SOURCE DOCUMENT
+++++

More fundamentally, debugging a scraper that fails at scale requires understanding Scrapy internals, network behavior and the specific site you are targeting. The AI can generate the code, but it does not understand your business logic, your rate limit constraints or what a 403 response actually means in the context of the site you are hitting. Engineering knowledge is now about system design, data integrity and problem decomposition rather than memorizing syntax.
The developer who can read generated code critically, identify what is missing and extend it correctly remains the difference between a demo and a production system. Running manual sanity checks on data and managing bans are also crucial roles for a web scraping developer.
Prompting becomes a developer skill
One of the clearest lessons from this experiment is how directly the quality of the output tracked the quality of the model used and the description provided.
A vague prompt produced generic output. A precise prompt that named the data fields I wanted, described the page structure and referenced the target URL produced something immediately useful.

+++++

YOUR TASK
Retype the stretch of the passage on AI-generated scraper code from "The developer who" through "the description provided.".

RECORDS
+++++

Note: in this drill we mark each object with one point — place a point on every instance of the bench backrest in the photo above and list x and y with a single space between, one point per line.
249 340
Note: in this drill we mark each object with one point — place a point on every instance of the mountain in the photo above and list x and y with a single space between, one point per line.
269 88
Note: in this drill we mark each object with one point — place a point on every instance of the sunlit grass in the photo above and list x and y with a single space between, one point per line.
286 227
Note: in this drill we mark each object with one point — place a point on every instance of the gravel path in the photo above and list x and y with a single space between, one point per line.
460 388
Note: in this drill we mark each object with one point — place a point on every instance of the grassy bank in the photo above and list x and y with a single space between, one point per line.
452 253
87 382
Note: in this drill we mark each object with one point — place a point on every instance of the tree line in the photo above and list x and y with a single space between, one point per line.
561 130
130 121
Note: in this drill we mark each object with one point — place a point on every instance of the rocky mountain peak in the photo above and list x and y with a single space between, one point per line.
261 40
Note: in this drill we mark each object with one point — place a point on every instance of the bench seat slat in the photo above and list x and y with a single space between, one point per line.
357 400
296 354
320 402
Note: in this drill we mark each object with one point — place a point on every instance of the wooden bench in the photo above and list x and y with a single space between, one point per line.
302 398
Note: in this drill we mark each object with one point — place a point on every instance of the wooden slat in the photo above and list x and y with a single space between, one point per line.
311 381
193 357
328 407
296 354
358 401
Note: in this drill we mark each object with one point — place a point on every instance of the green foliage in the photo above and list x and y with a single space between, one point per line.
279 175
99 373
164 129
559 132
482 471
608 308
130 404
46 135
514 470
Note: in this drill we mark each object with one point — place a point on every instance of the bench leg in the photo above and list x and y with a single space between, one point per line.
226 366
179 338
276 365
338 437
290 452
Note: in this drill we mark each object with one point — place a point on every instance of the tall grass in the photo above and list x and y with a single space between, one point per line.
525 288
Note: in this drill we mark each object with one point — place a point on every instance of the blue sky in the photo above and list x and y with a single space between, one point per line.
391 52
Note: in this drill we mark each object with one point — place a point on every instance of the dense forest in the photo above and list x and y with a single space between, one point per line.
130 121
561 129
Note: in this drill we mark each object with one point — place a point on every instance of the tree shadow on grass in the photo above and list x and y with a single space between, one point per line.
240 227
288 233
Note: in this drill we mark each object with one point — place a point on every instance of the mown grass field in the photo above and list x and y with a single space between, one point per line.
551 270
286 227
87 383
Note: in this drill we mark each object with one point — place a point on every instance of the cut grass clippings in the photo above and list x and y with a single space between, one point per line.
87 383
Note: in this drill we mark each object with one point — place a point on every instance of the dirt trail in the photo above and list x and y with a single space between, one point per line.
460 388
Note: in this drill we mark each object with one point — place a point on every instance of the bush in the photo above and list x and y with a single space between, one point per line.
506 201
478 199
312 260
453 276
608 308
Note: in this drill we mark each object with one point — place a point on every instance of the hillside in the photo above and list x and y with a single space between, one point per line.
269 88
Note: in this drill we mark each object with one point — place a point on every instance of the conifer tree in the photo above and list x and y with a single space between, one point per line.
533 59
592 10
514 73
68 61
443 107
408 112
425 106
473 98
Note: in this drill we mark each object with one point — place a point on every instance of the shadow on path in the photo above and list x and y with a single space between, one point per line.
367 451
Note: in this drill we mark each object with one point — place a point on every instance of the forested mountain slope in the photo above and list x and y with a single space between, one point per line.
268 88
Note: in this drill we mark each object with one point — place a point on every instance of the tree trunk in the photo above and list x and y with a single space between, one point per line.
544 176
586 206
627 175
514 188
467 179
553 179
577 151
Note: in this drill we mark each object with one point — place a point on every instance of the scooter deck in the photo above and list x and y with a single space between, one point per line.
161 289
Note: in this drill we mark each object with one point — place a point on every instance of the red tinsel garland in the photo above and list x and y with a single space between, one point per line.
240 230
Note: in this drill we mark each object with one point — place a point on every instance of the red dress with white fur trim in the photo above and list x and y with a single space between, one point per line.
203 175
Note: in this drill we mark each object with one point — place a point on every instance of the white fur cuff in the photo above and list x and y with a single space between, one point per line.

+++++

WRITTEN REPLY
The developer who can read generated code critically, identify what is missing and extend it correctly remains the difference between a demo and a production system. Running manual sanity checks on data and managing bans are also crucial roles for a web scraping developer.
Prompting becomes a developer skill
One of the clearest lessons from this experiment is how directly the quality of the output tracked the quality of the model used and the description provided.